++++ Provided records ++++

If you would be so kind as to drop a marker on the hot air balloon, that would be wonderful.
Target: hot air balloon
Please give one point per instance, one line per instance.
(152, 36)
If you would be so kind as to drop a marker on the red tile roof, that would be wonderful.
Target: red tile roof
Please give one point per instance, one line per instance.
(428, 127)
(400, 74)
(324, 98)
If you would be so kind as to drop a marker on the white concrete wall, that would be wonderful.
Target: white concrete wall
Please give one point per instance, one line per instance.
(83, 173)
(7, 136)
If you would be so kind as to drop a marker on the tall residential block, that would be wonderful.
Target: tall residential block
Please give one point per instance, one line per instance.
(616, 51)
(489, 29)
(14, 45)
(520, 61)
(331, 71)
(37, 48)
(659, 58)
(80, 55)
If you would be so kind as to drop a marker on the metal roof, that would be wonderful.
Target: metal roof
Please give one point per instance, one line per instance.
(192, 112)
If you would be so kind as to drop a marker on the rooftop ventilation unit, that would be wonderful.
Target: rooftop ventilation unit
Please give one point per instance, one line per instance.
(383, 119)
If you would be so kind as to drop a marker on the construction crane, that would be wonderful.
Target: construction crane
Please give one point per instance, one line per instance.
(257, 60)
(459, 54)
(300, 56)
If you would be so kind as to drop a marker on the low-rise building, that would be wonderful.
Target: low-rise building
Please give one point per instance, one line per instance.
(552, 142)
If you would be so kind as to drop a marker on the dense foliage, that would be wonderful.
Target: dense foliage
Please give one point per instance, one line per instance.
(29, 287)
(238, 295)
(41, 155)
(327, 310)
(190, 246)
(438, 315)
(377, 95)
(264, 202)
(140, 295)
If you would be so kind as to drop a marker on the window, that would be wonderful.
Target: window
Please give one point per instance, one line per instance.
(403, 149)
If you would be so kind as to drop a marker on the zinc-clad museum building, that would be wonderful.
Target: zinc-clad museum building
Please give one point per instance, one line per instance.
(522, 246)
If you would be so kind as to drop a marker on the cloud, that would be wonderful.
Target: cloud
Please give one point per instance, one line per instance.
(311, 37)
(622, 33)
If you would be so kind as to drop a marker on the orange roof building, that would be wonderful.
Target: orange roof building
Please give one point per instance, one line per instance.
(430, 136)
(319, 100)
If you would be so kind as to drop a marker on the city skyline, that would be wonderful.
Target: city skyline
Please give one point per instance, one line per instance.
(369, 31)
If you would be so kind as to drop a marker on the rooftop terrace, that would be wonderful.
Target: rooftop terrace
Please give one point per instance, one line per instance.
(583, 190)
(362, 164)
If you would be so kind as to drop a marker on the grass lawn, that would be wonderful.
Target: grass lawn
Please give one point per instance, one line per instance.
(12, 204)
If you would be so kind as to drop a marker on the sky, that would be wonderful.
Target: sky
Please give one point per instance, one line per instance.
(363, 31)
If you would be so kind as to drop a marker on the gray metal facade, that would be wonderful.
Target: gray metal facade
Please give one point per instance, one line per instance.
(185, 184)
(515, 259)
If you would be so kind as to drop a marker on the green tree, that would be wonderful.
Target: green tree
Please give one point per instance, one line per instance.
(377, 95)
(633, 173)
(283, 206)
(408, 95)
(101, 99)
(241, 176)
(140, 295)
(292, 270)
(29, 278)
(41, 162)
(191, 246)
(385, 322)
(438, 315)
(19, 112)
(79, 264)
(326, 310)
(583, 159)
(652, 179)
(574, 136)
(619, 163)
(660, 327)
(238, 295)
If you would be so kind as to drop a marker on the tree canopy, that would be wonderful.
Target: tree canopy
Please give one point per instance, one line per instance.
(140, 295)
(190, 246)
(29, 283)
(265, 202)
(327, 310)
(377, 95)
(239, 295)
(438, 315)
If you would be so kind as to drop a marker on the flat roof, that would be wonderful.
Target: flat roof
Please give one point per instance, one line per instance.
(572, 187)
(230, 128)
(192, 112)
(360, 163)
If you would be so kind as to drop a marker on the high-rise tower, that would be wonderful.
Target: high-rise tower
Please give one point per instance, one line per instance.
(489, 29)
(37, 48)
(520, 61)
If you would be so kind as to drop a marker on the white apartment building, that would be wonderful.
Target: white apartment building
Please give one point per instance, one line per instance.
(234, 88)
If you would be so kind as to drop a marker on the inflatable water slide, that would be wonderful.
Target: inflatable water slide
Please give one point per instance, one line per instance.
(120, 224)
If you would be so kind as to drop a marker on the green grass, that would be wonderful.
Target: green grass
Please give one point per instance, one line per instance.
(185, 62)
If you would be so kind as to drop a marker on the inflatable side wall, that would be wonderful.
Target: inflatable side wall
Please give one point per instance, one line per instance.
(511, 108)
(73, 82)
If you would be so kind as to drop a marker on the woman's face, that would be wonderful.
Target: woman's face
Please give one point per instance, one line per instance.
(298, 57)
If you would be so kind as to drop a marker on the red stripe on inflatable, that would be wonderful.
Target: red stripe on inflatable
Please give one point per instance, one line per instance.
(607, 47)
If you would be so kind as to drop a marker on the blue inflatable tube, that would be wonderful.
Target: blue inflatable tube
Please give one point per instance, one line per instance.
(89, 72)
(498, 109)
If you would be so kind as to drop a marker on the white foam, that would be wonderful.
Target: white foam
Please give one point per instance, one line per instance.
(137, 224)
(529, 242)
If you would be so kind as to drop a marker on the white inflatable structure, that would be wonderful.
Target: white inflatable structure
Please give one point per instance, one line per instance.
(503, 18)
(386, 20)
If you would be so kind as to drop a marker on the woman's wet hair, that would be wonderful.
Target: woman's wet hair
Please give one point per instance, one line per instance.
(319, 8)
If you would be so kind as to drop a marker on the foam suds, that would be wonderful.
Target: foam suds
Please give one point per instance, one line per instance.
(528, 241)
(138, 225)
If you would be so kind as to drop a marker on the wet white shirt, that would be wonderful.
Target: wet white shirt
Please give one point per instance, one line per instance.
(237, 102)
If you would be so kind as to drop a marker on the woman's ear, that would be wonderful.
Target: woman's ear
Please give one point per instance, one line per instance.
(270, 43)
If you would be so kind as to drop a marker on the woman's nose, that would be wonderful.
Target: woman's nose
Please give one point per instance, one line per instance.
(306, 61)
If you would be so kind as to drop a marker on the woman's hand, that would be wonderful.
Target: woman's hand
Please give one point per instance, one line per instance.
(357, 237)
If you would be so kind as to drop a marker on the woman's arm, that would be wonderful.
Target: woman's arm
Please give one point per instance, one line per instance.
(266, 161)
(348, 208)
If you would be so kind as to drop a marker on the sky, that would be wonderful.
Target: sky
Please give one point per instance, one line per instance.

++++

▸ The exercise
Rewrite the lines above, replacing each occurrence of "drop a marker" with "place a pin" and leaving everything else untouched.

▸ Task response
If you would be so kind as to place a pin on the hot air balloon, that would be wonderful.
Target: hot air balloon
Please give one point per instance, one line per instance.
(152, 36)
If you would be so kind as to place a pin on the red tile roof, that would be wonderful.
Target: red tile roof
Please give one point per instance, one line per instance.
(428, 127)
(400, 74)
(324, 98)
If you would be so kind as to place a pin on the white concrete wall, that would be wonderful.
Target: white concrete wall
Please give one point per instance, one line per instance.
(83, 173)
(7, 136)
If you would be so kind as to place a pin on the tall residential block, that would be wonderful.
Target: tall residential block
Please give one point per instance, one line per instance.
(616, 51)
(489, 29)
(14, 45)
(520, 61)
(331, 71)
(37, 48)
(659, 58)
(80, 55)
If you would be so kind as to place a pin on the metal roof, that would be wonderful.
Target: metal roof
Please give one point per instance, one line per instance.
(192, 112)
If you would be so kind as to place a pin on the rooftop ventilation unit, that would be wonderful.
Target: rooftop ventilation unit
Please give one point per instance, one line per instance.
(383, 119)
If you would be so kind as to place a pin on the construction crane, that would be wonderful.
Target: construction crane
Please give one point per instance, one line per instance.
(257, 60)
(459, 54)
(300, 56)
If you would be so kind as to place a pin on the low-rise building, that would be wonderful.
Target: low-rise building
Please give one point per instance, one line per instance.
(552, 142)
If you would be so kind as to place a pin on the dense foliage, that would be wonderful.
Target: dense foliage
Please give one point per instance, one line per instance.
(29, 287)
(238, 295)
(41, 155)
(327, 310)
(190, 246)
(438, 315)
(377, 95)
(264, 202)
(140, 295)
If you would be so kind as to place a pin on the window, that would be wonderful.
Target: window
Please give one point per instance, one line per instance.
(403, 149)
If you would be so kind as to place a pin on the zinc-clad museum building, that would be wonderful.
Target: zinc-clad museum building
Please give one point per instance, one line per instance.
(522, 246)
If you would be so kind as to place a pin on the cloud, that would be wonderful.
Target: cloud
Please give one point per instance, one line per instance.
(311, 37)
(622, 33)
If you would be so kind as to place a pin on the orange roof building, that would be wonderful.
Target: orange roof building
Please give one point per instance, one line per instance.
(430, 136)
(319, 100)
If you would be so kind as to place a pin on the city skyline, that would be wonderful.
Target: city skyline
Please give one point per instance, one line per instance.
(369, 31)
If you would be so kind as to place a pin on the rooftop terrace, that would be wonderful.
Target: rooftop terrace
Please give one point per instance, one line per instance.
(583, 190)
(362, 164)
If you would be so kind as to place a pin on the grass lawn, that would be wonderful.
Target: grass lawn
Please give one point per instance, one line per instance.
(12, 204)
If you would be so kind as to place a pin on the sky, that would be wonderful.
Target: sky
Please give one point per instance, one line per instance.
(363, 31)
If you would be so kind as to place a pin on the gray metal facade, that would be wonderful.
Target: gray metal facade
Please give one point per instance, one line per instance.
(185, 184)
(515, 259)
If you would be so kind as to place a pin on the green tree, that would be wonderful.
Target: green tree
Please give one point per instance, one line per instance.
(377, 95)
(633, 173)
(283, 206)
(408, 95)
(101, 99)
(241, 176)
(140, 295)
(292, 270)
(29, 278)
(41, 162)
(191, 246)
(385, 322)
(438, 315)
(19, 112)
(79, 264)
(326, 310)
(583, 159)
(652, 179)
(574, 136)
(619, 163)
(660, 327)
(238, 295)
If you would be so kind as to place a pin on the tree canopy, that would be wonderful.
Target: tree canopy
Please give one point per instance, one line per instance.
(140, 295)
(190, 246)
(29, 283)
(265, 202)
(327, 310)
(377, 95)
(239, 295)
(438, 315)
If you would be so kind as to place a pin on the flat roof, that would be wonderful.
Target: flat roof
Please give one point per instance, one line per instance.
(572, 187)
(230, 128)
(192, 112)
(360, 163)
If you would be so kind as to place a pin on the high-rise tower, that would be wonderful.
Target: high-rise tower
Please give one point per instance, one line per instance.
(489, 29)
(37, 48)
(520, 61)
If you would be so kind as to place a pin on the white apartment building, that would be wonderful.
Target: white apartment building
Please give one point per instance, one line per instance.
(234, 88)
If you would be so kind as to place a pin on the inflatable water slide, that would be wonderful.
Target: inflatable water slide
Please give one point per instance, one line per instance.
(120, 224)
If you would be so kind as to place a pin on the green grass, that would be wonderful.
Target: green grass
Please give one point per instance, one line per instance.
(185, 62)
If you would be so kind as to place a pin on the inflatable side wall, that would be wonderful.
Target: inflatable side wall
Please give one point per instance, one line per instance.
(511, 108)
(73, 82)
If you would be so kind as to place a pin on the woman's face, that would be wonderful.
Target: woman's face
Please give one point per instance, one line per instance.
(298, 57)
If you would be so kind as to place a pin on the red stripe on inflatable, that would be wonderful.
Target: red stripe on inflatable
Please give one point per instance, one line per instance.
(607, 47)
If you would be so kind as to place a pin on the blue inflatable tube, that would be wonderful.
Target: blue inflatable tube
Please give one point per instance, one line per instance.
(89, 72)
(498, 109)
If you would be so kind as to place a pin on the white foam, that would be wonderful.
Target: white foam
Please give one point per instance, one line per instance.
(137, 224)
(529, 242)
If you would be so kind as to place a pin on the white inflatable structure, that would be wonderful.
Target: white inflatable structure
Please give one point per instance, one line per instance.
(503, 18)
(386, 20)
If you would be so kind as to place a pin on the woman's wet hair, that would be wonderful.
Target: woman's wet hair
Please give one point per instance, one line per instance.
(319, 8)
If you would be so kind as to place a pin on the foam suds, that would be wonderful.
Target: foam suds
Please give one point per instance, one line per instance.
(528, 241)
(138, 225)
If you would be so kind as to place a pin on the wet white shirt, that would be wonderful.
Target: wet white shirt
Please give one point per instance, one line per instance.
(237, 102)
If you would be so kind as to place a pin on the woman's ear, that would be wonderful.
Target: woman's ear
Please give one point per instance, one line per instance.
(270, 43)
If you would be so kind as to place a pin on the woman's nose, that would be wonderful.
Target: woman's nose
Please give one point per instance, one line per instance.
(306, 61)
If you would be so kind as to place a pin on the woman's hand, that would be wonderful.
Target: woman's hand
Please give one point per instance, one line per instance.
(357, 237)
If you would be so kind as to place a pin on the woman's arm, that would be wonderful.
Target: woman's arm
Please give one point per instance, one line per instance.
(266, 161)
(348, 208)
If you would be so kind as to place a pin on the sky, that would be wonderful.
Target: sky
Please give one point per instance, one line per instance.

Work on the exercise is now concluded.